» **Your task**
Rewrite the listing below from the line that has "Task | locate the window" through the end of the listing, replacing "marker" with "point" and leaving everything else unchanged. Omit the pictures from your answer.

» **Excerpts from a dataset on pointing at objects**
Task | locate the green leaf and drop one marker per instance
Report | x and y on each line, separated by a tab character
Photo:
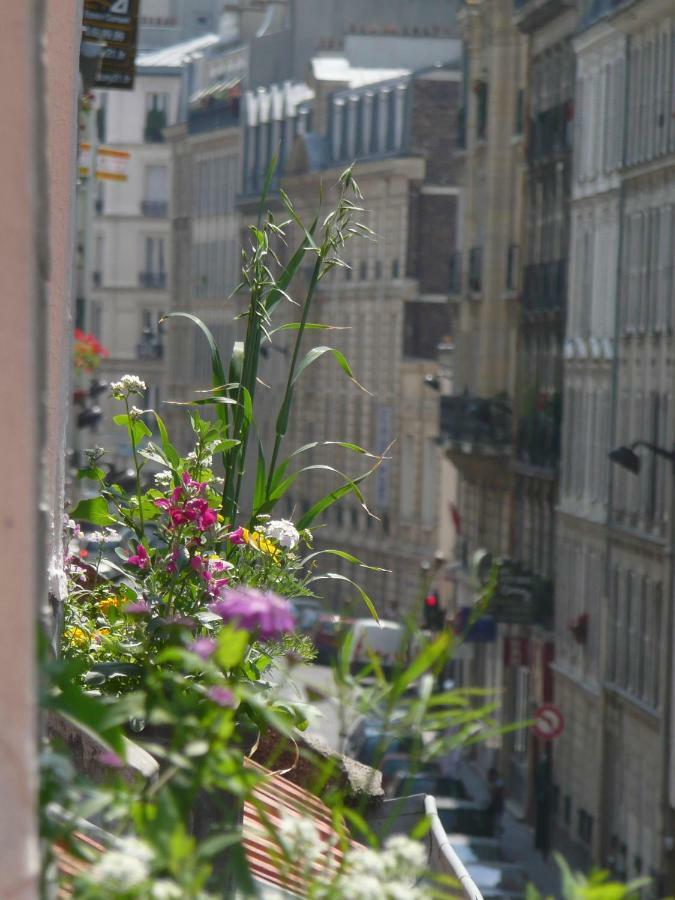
231	647
343	555
335	576
92	473
167	446
217	370
136	426
260	480
94	510
316	352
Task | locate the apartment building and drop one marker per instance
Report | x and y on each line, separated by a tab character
614	591
477	420
391	301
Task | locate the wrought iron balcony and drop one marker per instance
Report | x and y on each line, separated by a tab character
155	280
539	433
214	116
476	423
455	273
476	269
550	133
155	209
545	286
529	14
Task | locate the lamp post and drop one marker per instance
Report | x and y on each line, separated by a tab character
627	458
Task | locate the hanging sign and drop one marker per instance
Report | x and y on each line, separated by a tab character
113	23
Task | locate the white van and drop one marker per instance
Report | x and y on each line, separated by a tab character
387	640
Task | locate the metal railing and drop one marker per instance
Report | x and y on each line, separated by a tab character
476	269
455	273
155	209
476	420
152	279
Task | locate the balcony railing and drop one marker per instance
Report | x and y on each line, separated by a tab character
455	273
539	433
550	133
545	286
214	116
155	209
476	269
155	280
476	421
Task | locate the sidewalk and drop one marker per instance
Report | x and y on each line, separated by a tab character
517	838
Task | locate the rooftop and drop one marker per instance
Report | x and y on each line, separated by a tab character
176	55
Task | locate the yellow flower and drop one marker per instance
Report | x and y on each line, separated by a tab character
108	603
76	636
260	542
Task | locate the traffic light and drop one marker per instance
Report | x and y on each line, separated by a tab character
434	616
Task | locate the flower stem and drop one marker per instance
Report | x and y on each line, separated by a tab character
132	438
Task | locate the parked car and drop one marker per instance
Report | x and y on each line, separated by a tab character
499	880
326	636
427	781
473	850
386	640
465	817
376	744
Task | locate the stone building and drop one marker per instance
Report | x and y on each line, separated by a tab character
476	422
391	300
545	114
614	591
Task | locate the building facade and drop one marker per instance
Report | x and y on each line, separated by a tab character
614	592
477	420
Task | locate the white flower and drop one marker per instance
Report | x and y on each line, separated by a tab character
366	863
204	463
405	856
357	886
119	871
127	385
300	839
166	890
164	478
283	532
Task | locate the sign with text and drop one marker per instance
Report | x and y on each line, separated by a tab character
111	165
113	23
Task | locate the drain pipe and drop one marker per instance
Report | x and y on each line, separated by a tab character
444	848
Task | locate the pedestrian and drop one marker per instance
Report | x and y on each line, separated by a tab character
496	802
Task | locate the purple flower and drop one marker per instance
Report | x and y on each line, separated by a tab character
203	647
138	608
221	696
255	611
140	559
236	536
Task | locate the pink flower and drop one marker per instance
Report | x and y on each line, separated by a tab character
236	536
263	613
203	647
138	608
221	696
140	559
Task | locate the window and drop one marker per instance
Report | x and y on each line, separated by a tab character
156	116
156	191
408	477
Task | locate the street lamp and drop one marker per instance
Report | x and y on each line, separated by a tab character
627	458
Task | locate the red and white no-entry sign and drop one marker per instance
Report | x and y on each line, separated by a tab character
548	722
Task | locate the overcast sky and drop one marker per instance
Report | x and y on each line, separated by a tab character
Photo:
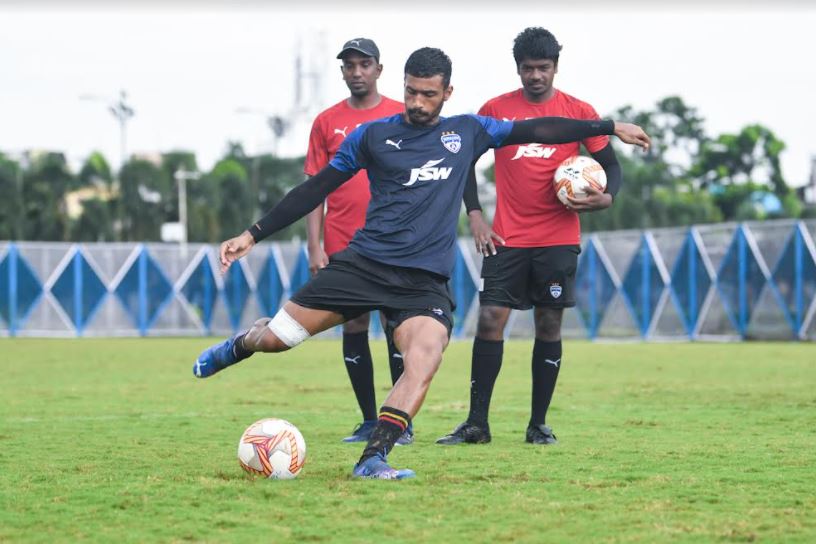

» **Expected output**
Task | locate the window and drop one point per instance
Report | x and y on each line, separated by a tab character
156	116
156	191
408	477
Task | locate the street lamp and drop one point per instance
Report | x and y on each line, separated by a tab character
627	458
Task | locate the red and white no-entry sign and drop one point per instance
Report | x and y on each line, separated by a tab character
548	722
Task | locate the overcast sky and drop one point per instance
Report | x and y on each line, separated by a tab character
Photo:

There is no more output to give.